▸ Records provided:
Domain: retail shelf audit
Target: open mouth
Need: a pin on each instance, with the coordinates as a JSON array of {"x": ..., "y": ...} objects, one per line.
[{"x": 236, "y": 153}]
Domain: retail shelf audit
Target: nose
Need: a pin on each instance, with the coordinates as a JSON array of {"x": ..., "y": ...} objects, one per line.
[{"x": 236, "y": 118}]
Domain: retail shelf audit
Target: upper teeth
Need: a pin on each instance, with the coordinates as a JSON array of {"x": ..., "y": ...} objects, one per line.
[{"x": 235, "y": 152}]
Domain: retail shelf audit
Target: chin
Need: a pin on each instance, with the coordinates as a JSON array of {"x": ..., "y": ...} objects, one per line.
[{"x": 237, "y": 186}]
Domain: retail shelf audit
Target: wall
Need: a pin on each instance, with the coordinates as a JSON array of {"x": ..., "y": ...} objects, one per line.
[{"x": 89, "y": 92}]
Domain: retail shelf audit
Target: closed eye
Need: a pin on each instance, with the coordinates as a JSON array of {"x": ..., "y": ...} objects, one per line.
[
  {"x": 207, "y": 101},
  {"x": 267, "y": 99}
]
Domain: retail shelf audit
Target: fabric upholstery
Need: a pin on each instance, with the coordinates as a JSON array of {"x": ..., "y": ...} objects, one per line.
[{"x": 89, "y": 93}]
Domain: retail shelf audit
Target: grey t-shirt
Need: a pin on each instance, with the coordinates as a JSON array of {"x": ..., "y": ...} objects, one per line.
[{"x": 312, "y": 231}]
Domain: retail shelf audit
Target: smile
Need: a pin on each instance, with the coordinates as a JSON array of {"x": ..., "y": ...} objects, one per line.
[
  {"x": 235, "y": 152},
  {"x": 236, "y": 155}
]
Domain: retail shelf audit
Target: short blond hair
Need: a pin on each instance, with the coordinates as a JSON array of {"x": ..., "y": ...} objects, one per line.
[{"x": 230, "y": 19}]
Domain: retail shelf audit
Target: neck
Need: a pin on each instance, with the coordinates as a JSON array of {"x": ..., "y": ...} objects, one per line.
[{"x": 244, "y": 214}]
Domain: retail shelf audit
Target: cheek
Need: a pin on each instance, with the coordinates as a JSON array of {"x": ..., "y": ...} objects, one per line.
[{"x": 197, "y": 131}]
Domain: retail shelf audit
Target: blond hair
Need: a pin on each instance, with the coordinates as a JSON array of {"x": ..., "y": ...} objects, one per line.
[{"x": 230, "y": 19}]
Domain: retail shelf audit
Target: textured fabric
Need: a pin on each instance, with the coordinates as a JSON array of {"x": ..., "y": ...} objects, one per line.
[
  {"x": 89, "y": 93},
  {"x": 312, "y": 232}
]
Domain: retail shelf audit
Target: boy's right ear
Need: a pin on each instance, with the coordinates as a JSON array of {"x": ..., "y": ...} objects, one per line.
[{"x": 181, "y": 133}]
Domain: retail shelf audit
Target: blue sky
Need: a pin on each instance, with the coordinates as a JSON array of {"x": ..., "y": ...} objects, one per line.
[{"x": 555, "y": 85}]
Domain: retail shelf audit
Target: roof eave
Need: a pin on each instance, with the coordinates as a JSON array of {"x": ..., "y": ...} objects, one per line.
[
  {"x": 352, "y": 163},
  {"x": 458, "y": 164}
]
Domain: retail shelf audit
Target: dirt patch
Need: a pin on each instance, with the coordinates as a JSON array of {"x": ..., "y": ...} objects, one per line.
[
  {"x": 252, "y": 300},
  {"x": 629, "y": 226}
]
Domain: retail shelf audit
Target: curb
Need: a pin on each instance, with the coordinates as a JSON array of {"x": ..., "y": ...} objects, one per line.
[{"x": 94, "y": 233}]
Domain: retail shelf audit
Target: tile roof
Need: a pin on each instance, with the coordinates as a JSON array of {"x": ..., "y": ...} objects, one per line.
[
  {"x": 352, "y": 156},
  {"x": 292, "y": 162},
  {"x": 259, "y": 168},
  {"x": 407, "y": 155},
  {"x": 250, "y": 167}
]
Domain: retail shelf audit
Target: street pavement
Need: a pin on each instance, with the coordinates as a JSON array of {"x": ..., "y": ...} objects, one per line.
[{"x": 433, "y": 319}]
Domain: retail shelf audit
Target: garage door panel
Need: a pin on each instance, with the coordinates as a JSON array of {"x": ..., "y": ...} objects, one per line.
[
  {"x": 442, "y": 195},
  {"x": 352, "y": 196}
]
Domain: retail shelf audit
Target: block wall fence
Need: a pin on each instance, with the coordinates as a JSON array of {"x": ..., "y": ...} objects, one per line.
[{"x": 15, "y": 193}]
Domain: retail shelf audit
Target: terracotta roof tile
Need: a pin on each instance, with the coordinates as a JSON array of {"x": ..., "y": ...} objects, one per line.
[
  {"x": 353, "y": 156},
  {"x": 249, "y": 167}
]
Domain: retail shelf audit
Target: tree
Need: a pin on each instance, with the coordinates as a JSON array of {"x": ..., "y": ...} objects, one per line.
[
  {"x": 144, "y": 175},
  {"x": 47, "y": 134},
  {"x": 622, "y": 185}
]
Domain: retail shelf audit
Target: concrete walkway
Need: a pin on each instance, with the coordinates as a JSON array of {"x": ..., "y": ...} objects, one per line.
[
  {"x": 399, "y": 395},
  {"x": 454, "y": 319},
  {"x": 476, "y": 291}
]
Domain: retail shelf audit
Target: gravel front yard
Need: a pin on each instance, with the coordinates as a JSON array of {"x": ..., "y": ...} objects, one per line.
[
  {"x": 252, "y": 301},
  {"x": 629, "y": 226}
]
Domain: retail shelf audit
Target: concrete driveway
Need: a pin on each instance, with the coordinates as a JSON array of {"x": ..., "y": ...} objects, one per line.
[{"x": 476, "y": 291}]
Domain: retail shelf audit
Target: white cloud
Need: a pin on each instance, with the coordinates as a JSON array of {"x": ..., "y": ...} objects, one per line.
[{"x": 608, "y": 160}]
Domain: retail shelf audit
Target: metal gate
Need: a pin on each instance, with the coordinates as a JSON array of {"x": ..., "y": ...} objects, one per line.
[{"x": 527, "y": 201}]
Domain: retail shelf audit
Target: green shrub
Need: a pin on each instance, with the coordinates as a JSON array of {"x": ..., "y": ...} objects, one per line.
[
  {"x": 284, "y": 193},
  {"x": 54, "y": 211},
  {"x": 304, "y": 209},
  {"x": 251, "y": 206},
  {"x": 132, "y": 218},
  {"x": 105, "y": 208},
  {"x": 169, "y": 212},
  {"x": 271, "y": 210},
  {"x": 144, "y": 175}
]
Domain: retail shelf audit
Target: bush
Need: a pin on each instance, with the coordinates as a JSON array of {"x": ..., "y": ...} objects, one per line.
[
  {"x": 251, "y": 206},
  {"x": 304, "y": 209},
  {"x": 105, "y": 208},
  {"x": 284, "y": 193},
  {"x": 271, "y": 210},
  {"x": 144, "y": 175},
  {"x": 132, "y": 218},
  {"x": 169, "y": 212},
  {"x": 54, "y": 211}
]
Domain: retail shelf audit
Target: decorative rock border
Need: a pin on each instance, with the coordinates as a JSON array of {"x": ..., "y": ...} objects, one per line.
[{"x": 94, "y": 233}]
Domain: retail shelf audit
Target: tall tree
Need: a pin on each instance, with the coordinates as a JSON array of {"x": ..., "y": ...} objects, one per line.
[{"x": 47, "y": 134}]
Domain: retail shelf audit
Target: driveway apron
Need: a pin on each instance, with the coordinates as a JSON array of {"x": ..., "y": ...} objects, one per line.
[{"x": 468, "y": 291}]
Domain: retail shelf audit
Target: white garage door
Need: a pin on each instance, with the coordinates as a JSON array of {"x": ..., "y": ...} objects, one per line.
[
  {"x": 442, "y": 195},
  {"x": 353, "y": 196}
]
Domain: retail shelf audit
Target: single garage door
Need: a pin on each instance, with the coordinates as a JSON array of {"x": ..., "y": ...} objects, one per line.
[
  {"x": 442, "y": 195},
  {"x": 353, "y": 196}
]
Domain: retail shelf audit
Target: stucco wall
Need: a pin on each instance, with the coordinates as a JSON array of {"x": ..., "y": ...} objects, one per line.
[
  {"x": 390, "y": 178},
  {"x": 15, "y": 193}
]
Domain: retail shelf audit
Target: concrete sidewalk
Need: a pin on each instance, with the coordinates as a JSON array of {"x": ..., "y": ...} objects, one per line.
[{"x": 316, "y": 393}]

==

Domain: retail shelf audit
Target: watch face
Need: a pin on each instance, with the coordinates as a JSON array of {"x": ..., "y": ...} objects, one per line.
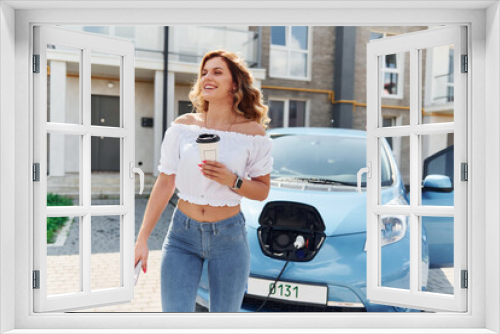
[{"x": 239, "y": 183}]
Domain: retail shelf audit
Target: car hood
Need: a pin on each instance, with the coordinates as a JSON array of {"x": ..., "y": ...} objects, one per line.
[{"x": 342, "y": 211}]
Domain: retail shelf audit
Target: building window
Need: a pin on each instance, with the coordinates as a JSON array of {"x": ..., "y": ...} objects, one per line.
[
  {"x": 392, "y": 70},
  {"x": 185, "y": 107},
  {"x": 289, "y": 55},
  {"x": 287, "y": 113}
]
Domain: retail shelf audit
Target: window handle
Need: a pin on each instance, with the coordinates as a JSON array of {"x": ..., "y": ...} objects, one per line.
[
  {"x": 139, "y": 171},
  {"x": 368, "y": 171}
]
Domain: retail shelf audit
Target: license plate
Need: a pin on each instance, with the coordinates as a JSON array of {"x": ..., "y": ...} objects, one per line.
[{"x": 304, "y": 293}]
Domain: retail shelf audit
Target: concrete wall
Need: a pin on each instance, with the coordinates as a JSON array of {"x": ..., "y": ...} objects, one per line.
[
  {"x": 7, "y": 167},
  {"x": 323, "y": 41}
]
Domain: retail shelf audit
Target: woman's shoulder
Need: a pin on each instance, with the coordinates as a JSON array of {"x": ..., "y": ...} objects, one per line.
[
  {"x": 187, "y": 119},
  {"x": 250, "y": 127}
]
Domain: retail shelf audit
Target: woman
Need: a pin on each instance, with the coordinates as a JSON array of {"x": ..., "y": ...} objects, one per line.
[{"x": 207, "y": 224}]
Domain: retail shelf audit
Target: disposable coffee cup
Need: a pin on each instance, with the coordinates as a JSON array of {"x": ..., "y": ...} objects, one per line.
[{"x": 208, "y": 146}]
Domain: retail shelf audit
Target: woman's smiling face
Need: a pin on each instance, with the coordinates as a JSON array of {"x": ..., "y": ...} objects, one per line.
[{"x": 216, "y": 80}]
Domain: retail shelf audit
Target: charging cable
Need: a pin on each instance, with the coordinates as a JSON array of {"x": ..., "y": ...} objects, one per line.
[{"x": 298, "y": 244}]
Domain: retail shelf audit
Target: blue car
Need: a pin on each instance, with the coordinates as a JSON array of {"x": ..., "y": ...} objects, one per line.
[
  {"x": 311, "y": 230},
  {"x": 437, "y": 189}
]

▸ Set exercise: Report every line in the listing that contains the word "tile".

▸ Completed task:
Target: tile roof
Target: terracotta roof tile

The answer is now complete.